* Directions for this task *
Please change "cucumber" to "zucchini" everywhere in the entries from their first line up to and including the line with "235 269 250 283". Write those lines out again with nothing else altered.

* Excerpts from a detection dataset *
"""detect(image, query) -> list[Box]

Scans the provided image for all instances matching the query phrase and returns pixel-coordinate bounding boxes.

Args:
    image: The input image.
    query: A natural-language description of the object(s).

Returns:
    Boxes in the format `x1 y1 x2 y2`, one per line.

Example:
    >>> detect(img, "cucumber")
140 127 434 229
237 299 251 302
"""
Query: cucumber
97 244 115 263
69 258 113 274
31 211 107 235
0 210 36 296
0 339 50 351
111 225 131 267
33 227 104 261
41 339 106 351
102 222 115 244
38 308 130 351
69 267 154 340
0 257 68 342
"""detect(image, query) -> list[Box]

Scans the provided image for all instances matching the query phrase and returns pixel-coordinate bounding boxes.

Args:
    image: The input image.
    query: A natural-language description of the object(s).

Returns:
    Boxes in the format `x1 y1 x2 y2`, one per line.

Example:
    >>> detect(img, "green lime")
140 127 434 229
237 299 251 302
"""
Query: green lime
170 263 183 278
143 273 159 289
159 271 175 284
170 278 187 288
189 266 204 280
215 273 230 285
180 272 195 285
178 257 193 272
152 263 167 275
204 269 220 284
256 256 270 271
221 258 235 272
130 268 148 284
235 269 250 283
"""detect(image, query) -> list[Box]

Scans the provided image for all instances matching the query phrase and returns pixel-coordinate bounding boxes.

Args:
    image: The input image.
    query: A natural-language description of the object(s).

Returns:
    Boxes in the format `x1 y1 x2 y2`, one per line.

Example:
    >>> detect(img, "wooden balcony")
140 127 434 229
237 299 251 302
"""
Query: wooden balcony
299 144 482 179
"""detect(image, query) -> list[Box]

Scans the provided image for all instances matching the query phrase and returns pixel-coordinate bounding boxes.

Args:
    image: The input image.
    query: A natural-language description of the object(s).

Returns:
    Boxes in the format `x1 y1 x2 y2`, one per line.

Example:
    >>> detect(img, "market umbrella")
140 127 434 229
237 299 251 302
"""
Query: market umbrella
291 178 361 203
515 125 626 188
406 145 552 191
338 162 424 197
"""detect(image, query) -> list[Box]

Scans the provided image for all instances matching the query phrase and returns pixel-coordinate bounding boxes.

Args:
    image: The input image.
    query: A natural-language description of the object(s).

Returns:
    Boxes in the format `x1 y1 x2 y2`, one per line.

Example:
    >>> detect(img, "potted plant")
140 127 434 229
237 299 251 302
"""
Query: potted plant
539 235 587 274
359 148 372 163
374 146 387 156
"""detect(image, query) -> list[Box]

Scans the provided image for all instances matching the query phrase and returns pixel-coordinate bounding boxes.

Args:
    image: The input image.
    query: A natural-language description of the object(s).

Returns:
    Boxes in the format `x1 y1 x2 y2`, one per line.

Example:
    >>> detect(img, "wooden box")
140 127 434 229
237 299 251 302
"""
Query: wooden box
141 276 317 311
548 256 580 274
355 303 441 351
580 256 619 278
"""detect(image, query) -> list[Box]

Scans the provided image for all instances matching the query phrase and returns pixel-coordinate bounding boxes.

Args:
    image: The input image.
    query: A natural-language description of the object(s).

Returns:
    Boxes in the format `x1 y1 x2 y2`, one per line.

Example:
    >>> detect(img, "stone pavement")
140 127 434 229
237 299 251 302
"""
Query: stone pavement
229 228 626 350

* The reply *
"""detect(image, query) -> list[Box]

Scans the provided image for all instances matching the query phrase and returns pixel-coordinate bounding boxes.

Args:
    image: The input image.
    query: A natural-language description of the object(s).

Returns:
    Boxes in the format `x1 y1 x2 y2`, one per line.

Example:
    >>> detect(img, "zucchini")
140 127 434 229
237 299 251 302
"""
Query: zucchini
97 244 115 263
69 258 113 274
31 211 107 235
0 210 36 296
0 339 50 351
111 225 131 267
33 227 104 261
41 339 106 351
102 222 115 244
38 308 130 351
69 267 154 340
0 257 68 342
"""detect(image, query) -> list[Box]

Scans the provided image for all instances matching the query phrase and returns pixel-coordinate bounding boxes.

Args:
    image: The input image.
    query: A natural-language description of the object(s).

Returns:
    Boxes in the format `x1 y1 x2 y2`, one per line.

Example:
    >>> detect(img, "green lime")
140 127 434 229
237 299 251 302
"""
Query: green lime
170 263 183 278
143 273 159 289
159 271 175 284
170 278 187 288
189 266 204 280
215 273 230 285
180 272 195 285
178 257 193 272
152 263 167 275
204 269 220 284
256 256 270 271
221 258 235 272
130 268 148 284
235 269 250 283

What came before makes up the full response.